DHADING, April 11: Twenty-one-year-old Sanukaanchhi Chepang of Benighat, Rorang-1, Chimang is a mother of three. She has a son and two daughters at such a young age. As she eloped and married at the age of 13, her present days are spent rearing children and carrying household chores.
“Getting married and growing kids at an early age was quite troublesome. Now, I want to study but I give up thinking of my responsibilities toward my home and children,” lamented Sanukanchhi.
She gave birth to four children between 15 to 20 years. Of them, she lost her third child. Reflecting back to her school days, she recalled the three-hour long journey to school due to which she decided to elope away. Unaware about the harms of getting married at an early age, she expressed her remorse over having to deal with numerous hurdles and problems.
Dropping out of school leaves young Chepang girls with the only alternative of getting married. Since schools are located far away, young girls either stay home or get married. “The trend of getting married at an early age is a prevalent practice in the Chepang community. Since there was no one to inform the hazards of early marriage, I was easily willing to get married,” she added.
Although the minimum legal age for marriage is 20 in Nepal, the practice of child marriage is still prevalent in many parts of the country. Having raised three kids at 21, Sanukanchhi is a mere representation of thousands of young mothers in the country. Despite, many organizations and governmental bodies running campaigns under the slogan 'Bibaha wari bis barsa pari', the activities hardly seem to draw any favorable outcome. Low economic status and lack of access to easy education are the factors behind such practice.
Cchild marriage is still practiced in many areas of Rorang and Gajuri rural municipalities in Benighat of southern Dhading. Every home in each village of Chepang community has young mothers bearing infants.

Entries provided.
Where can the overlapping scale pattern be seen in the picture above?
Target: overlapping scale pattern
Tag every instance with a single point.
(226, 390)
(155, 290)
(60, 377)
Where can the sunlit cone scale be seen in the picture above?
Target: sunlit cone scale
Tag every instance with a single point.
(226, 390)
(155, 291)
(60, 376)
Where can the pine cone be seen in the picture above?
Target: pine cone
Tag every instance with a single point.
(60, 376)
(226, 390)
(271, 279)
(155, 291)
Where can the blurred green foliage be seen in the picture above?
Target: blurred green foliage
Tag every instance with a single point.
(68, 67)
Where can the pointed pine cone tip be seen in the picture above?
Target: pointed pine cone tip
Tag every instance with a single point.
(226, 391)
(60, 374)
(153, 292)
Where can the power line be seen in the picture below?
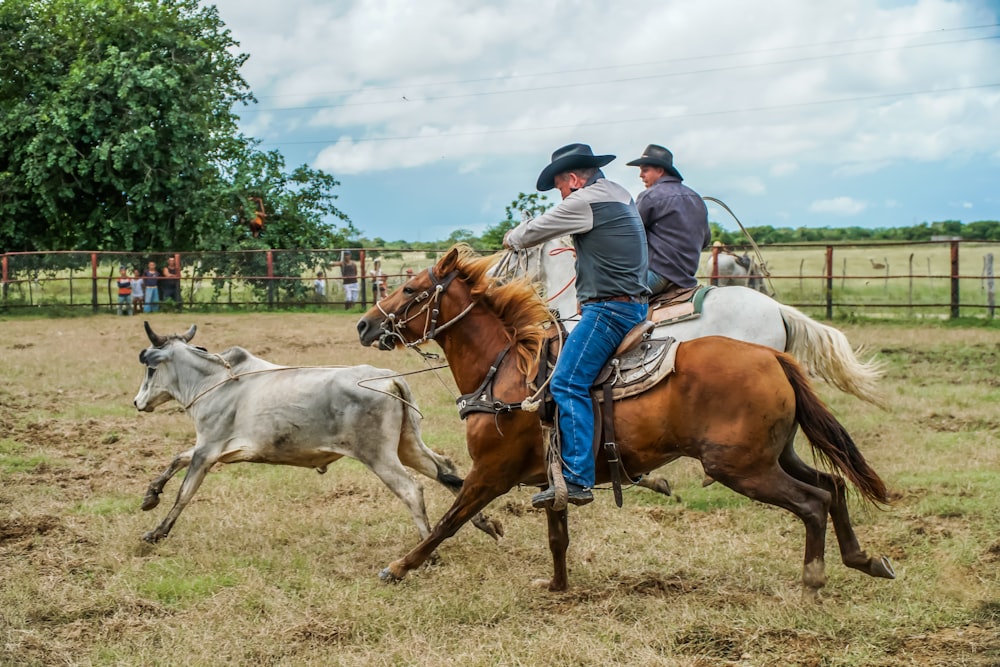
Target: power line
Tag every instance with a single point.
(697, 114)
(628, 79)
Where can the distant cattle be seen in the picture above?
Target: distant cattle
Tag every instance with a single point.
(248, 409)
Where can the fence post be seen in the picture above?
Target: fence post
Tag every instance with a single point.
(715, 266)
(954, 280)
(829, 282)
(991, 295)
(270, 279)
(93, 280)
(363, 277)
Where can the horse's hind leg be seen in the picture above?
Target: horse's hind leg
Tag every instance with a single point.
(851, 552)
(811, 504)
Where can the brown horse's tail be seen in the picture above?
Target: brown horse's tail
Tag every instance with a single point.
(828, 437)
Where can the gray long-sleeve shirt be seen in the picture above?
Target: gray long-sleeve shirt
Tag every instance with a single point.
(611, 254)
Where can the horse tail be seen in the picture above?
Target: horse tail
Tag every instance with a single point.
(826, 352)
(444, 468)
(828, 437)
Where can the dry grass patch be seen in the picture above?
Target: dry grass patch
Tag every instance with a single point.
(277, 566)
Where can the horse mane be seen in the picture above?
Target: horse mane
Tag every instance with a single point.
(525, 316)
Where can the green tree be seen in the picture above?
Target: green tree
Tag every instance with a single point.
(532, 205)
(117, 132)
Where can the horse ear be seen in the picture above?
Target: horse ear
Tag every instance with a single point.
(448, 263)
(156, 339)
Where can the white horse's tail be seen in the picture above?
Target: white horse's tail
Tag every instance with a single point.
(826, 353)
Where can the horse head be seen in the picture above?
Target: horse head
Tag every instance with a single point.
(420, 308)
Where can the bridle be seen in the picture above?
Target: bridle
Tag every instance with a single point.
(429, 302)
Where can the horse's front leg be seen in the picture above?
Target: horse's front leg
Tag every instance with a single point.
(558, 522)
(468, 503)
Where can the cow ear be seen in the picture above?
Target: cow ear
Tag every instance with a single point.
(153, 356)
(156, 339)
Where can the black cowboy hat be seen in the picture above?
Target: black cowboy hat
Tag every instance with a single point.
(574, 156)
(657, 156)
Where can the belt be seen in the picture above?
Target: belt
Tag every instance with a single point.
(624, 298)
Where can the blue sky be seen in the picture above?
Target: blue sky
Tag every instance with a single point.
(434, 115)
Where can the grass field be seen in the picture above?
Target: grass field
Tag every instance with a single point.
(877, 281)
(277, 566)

Work to be completed.
Continue the news report on child marriage in the Chepang community of Dhading, starting after its last sentence about young mothers bearing infants.

Output for this exercise.
Kalpana Chepang of Benighat, Rorang-10 faces a similar plight. At 19, she is looking after her two children. Like many of her next door friends, she eloped while studying at grade 6 and got married at the age of 16.
“The village schools had education only up to the primary level. So, we were left with two options - either to walk for miles to reach school or get married. Back then, we hastily took a big decision of life and discontinued our studies but now we realize the value of education,” lamented Kalpana.
Chepang girls also face an acute lack of access to right medication which mounts the risks of miscarriage among them. Many of the young mothers deal with numerous health hazards due to lack of proper prenatal care and nutritious diets during pregnancy.
Head of Nepal Chepang Sangh, Tilak Chepang, expresses his grief over the inability to eliminate early marriage in the area. “The importance of birth gap and the usage of contraceptive are to be primarily acknowledged by the people in order to minimize these social problems,” stated Tilak.
According to the census of 2011, altogether 68,699 Chepangs are recorded in the country. Out of them, an estimated 18,000 Chepangs reside in Dhading. Despite numerous campaigns against child marriage, the approaches are less effective. On top of it, lack of education, awareness and prenatal hygiene seem to take a huge toll on the situation of young Chepang mothers.